- YOUR TASK
Please extract and repeat, unchanged, everything in the entries below from the line containing "One point lands on every instance of the car windshield, laid" down to the line containing "pixel 807 235", including both of those lines.

- EXERCISE DATA
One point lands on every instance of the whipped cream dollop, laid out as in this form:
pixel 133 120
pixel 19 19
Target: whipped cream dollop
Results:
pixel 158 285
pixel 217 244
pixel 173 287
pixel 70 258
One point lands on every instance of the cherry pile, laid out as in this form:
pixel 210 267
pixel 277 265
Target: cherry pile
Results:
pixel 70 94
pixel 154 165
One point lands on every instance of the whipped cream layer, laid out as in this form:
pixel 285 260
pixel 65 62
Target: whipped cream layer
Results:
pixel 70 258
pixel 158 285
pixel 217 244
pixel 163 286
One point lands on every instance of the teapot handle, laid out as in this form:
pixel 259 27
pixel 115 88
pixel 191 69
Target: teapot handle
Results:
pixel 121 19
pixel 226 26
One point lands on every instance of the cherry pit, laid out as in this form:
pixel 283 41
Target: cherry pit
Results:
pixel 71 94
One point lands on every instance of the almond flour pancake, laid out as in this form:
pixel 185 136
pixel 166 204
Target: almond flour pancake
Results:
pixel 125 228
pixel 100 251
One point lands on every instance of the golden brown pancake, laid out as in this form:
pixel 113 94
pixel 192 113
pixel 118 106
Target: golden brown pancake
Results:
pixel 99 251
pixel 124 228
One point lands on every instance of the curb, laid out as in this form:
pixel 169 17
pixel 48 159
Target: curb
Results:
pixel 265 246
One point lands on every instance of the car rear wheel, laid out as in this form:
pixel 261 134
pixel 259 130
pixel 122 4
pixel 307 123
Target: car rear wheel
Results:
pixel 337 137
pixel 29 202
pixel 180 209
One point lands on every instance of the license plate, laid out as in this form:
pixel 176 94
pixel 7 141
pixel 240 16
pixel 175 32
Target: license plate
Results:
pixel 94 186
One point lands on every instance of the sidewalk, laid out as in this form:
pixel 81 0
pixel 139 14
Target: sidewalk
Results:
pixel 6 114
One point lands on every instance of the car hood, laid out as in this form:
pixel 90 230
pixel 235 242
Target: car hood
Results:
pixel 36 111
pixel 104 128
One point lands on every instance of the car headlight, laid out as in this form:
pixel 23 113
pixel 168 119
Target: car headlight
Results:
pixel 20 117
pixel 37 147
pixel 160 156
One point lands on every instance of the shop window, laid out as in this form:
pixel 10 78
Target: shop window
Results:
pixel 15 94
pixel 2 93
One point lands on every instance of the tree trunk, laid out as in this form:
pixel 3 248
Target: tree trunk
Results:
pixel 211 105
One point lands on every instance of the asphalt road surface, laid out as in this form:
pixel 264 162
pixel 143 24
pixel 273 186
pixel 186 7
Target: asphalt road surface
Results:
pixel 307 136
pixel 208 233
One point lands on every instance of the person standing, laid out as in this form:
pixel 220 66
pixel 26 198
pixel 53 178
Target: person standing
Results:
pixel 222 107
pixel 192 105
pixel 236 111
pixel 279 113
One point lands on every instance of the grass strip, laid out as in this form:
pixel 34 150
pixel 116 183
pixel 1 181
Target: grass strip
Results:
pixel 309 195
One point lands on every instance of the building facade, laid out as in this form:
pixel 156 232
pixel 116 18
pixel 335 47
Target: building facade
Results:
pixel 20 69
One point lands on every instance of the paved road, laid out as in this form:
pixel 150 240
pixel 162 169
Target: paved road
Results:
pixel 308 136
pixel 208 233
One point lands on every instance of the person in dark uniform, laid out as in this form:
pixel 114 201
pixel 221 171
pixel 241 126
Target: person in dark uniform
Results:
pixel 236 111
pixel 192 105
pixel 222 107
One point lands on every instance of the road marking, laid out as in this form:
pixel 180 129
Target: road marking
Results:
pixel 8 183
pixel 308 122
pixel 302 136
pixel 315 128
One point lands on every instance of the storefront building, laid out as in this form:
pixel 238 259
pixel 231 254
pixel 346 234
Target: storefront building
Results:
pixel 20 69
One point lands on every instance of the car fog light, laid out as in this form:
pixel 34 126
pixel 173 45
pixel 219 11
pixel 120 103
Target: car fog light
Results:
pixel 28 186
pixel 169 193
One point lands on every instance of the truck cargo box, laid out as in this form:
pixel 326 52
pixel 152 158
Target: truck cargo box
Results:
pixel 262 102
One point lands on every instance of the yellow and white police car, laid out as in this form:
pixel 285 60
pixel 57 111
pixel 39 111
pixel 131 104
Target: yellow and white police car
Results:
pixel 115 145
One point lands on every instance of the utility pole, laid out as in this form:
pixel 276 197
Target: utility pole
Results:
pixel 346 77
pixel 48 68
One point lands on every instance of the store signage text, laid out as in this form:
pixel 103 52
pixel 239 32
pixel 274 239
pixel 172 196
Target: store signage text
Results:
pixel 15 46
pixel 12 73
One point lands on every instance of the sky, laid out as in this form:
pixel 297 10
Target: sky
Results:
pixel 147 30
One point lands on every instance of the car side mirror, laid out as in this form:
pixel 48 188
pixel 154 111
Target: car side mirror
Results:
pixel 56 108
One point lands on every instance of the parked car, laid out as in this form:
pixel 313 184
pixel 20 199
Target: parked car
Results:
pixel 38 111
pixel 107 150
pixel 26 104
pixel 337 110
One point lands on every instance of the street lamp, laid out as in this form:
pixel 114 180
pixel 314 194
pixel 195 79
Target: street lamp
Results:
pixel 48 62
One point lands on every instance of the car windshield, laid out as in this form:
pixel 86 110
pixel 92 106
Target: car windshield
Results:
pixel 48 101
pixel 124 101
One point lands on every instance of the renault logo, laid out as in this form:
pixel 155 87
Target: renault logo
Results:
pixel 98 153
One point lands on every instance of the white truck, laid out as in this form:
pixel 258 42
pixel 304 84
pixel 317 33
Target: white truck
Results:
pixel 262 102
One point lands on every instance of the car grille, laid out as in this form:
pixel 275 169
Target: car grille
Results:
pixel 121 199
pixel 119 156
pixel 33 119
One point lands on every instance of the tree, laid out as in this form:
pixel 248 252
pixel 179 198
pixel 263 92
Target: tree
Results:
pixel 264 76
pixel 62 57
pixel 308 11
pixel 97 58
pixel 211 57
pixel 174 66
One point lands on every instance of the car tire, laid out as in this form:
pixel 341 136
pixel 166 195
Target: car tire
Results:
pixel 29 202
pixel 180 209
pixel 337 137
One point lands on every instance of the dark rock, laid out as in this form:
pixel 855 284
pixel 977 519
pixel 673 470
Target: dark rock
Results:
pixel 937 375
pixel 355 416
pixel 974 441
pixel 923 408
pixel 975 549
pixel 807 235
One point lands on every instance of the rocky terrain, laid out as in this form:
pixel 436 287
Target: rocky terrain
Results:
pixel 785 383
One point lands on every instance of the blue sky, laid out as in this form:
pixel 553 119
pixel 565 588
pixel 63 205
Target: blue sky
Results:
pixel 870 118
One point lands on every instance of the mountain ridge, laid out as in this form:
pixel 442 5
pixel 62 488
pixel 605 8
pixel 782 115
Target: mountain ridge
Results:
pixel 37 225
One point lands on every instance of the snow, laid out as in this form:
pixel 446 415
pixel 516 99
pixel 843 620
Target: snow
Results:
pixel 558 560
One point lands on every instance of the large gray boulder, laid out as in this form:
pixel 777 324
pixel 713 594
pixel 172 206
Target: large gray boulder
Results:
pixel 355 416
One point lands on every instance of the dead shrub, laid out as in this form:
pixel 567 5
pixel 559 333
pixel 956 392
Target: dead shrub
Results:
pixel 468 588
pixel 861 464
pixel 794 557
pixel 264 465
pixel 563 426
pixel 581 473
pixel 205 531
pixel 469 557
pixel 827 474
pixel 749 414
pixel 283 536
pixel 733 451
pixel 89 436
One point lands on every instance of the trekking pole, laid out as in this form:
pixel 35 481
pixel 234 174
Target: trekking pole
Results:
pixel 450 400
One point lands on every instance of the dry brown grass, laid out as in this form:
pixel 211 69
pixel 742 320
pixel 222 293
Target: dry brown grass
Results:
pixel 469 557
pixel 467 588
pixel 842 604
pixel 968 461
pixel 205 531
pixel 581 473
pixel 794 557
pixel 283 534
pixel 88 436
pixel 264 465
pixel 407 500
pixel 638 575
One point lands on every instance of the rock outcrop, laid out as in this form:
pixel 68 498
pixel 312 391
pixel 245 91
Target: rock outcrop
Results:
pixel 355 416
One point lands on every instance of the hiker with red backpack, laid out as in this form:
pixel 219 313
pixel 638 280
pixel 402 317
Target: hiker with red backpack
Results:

- SOLVED PROBLEM
One point lands on every instance of the car windshield, laid out as in this form:
pixel 86 110
pixel 92 106
Target: car windshield
Results:
pixel 48 101
pixel 124 101
One point lands on every instance of the renault logo, laid out as in this form:
pixel 155 87
Target: renault logo
Results:
pixel 98 153
One point lands on every instance of the white truck, laid out as in this form:
pixel 258 42
pixel 304 84
pixel 317 33
Target: white truck
Results:
pixel 262 102
One point lands on every instance of the car grille, laid out as in this form:
pixel 275 169
Target: car grille
Results:
pixel 121 199
pixel 119 156
pixel 33 119
One point lands on every instance of the tree, laid out as in this form:
pixel 248 252
pixel 179 198
pixel 263 92
Target: tree
Results:
pixel 264 76
pixel 62 57
pixel 308 11
pixel 97 58
pixel 211 57
pixel 174 66
One point lands on every instance of the car tire, laid out as in this form:
pixel 341 136
pixel 166 195
Target: car tire
Results:
pixel 29 202
pixel 180 209
pixel 337 137
One point lands on every instance of the dark rock, laid out as in this form:
pixel 855 284
pixel 977 519
pixel 673 470
Target: dark rock
Results:
pixel 937 375
pixel 355 416
pixel 974 441
pixel 923 408
pixel 975 549
pixel 807 235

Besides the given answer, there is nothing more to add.